▸ **What the task requires**:
Rewrite the material below, swapping "automated pipeline" for "labeling tool" wherever it occurs and leaving every other word unchanged.

----- Records for processing

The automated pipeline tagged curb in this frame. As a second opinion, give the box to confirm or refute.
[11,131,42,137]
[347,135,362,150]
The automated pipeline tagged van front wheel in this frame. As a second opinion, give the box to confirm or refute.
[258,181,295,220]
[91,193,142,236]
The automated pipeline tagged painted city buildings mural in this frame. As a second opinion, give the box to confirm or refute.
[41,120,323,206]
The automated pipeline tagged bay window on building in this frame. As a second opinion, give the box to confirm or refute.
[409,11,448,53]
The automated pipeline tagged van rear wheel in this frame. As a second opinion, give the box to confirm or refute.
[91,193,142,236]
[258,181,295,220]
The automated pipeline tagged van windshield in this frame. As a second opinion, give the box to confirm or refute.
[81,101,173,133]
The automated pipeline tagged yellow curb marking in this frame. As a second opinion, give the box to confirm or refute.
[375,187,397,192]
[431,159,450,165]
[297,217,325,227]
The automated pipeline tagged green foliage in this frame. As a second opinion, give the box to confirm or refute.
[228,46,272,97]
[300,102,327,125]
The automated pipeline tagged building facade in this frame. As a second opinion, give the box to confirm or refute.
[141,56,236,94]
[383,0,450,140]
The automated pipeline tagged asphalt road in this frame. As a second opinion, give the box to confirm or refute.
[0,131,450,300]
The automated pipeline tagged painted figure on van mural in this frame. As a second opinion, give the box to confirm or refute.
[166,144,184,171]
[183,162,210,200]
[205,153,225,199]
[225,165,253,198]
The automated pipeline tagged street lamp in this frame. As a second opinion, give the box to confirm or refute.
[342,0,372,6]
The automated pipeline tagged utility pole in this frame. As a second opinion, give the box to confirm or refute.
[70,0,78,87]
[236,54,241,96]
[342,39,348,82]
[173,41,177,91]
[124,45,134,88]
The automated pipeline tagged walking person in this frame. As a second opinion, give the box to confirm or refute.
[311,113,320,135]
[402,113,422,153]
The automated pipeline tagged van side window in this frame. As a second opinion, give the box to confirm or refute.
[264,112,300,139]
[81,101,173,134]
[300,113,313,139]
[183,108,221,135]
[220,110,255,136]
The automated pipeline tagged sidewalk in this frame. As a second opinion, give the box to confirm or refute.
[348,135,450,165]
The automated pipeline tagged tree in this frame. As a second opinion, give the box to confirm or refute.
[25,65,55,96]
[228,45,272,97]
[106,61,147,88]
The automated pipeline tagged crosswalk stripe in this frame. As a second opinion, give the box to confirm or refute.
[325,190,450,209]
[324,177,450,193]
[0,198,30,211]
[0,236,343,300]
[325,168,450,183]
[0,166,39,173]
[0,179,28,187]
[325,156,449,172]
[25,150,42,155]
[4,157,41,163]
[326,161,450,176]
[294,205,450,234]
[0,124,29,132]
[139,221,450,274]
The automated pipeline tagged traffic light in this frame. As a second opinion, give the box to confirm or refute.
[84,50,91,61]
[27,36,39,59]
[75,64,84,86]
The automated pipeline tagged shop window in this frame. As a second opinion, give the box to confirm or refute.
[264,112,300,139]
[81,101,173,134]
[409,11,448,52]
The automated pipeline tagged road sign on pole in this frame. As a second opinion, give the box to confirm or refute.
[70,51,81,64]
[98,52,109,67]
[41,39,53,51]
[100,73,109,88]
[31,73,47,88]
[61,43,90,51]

----------

▸ **Output below**:
The labeling tool tagged curb in this frame. As a second opinion, give the box to confirm or refute.
[11,131,42,137]
[347,135,362,150]
The labeling tool tagged van front wheel in this frame. As a second opinion, give the box to confirm or refute.
[258,181,295,220]
[91,193,142,236]
The labeling tool tagged painted city buildings mural in this frame. As a second opinion, give the box to confirm or refute.
[41,120,323,206]
The labeling tool tagged bay window on building in this frame. As a second opinion, give the box to confirm or refute.
[409,11,448,53]
The labeling tool tagged van rear wheel in this frame. As a second opinion, give the box to confirm or refute.
[91,193,142,236]
[258,181,295,220]
The labeling tool tagged van windshield in this frame. As a second opinion, give the box to confirm or refute.
[81,101,173,133]
The labeling tool tagged yellow curb marking in this frame. As a second opinion, give the box to confirm or refute.
[375,187,397,192]
[431,159,450,165]
[297,217,325,227]
The labeling tool tagged green foliage in this frame. As a second opinion, give the box to confirm or refute.
[228,46,272,97]
[300,102,327,125]
The labeling tool tagged building facade in this frame. As a second opinion, give the box to confirm or refute.
[141,56,236,94]
[383,0,450,140]
The labeling tool tagged asphalt road in this frame. As a second opinion, give the box to confirm or refute.
[0,131,450,300]
The labeling tool tagged painted figure on van mural in this frame. As a second opinion, give the box to confirm or refute.
[166,144,184,171]
[183,162,210,200]
[205,153,225,199]
[225,165,253,198]
The labeling tool tagged street lamp in this frame. As a second opinion, give the box to confirm or refute.
[342,0,372,6]
The labeling tool tagged utility pole in this frame. As a second opinion, give the box to confirm or refute.
[70,0,78,87]
[236,54,241,96]
[342,39,348,82]
[173,41,177,91]
[124,45,134,88]
The labeling tool tagged walking person in this frame. As a second opinion, give the box to confirm or refute.
[311,113,320,135]
[402,113,422,153]
The labeling tool tagged van side window in this frame. As a second opinion, give the box to confirm or refute.
[264,112,300,139]
[81,101,173,134]
[300,113,313,139]
[183,108,221,135]
[220,110,255,136]
The labeling tool tagged sidewalk in this frame. As a second opinion, give the box to confirm or refute.
[348,135,450,165]
The labeling tool tagged tree in this frame. As a second opinion, give the box to confirm or refute.
[25,65,55,96]
[228,45,272,97]
[106,61,147,88]
The labeling tool tagged crosswalk stripe in this frame. As a second opinion, give the box to confirm or refute.
[325,190,450,209]
[324,177,450,193]
[0,198,30,211]
[0,236,343,300]
[325,168,450,183]
[0,166,39,173]
[0,179,28,187]
[325,156,449,172]
[25,150,42,155]
[4,157,41,163]
[326,161,450,176]
[294,205,450,234]
[0,124,29,132]
[139,221,450,274]
The labeling tool tagged traffic light in this frame. As a second opinion, give the box to confirm or refute.
[84,50,91,61]
[27,36,39,59]
[75,64,84,86]
The labeling tool tagged shop window in this frame. As a second opinion, give the box to confirm or refute.
[264,112,300,139]
[81,101,173,134]
[409,11,448,52]
The labeling tool tagged road sign on pole in this frame. As a second opinion, give the box to confirm or refute.
[70,51,81,64]
[98,52,109,67]
[41,39,53,51]
[100,73,109,88]
[31,73,47,88]
[61,43,90,51]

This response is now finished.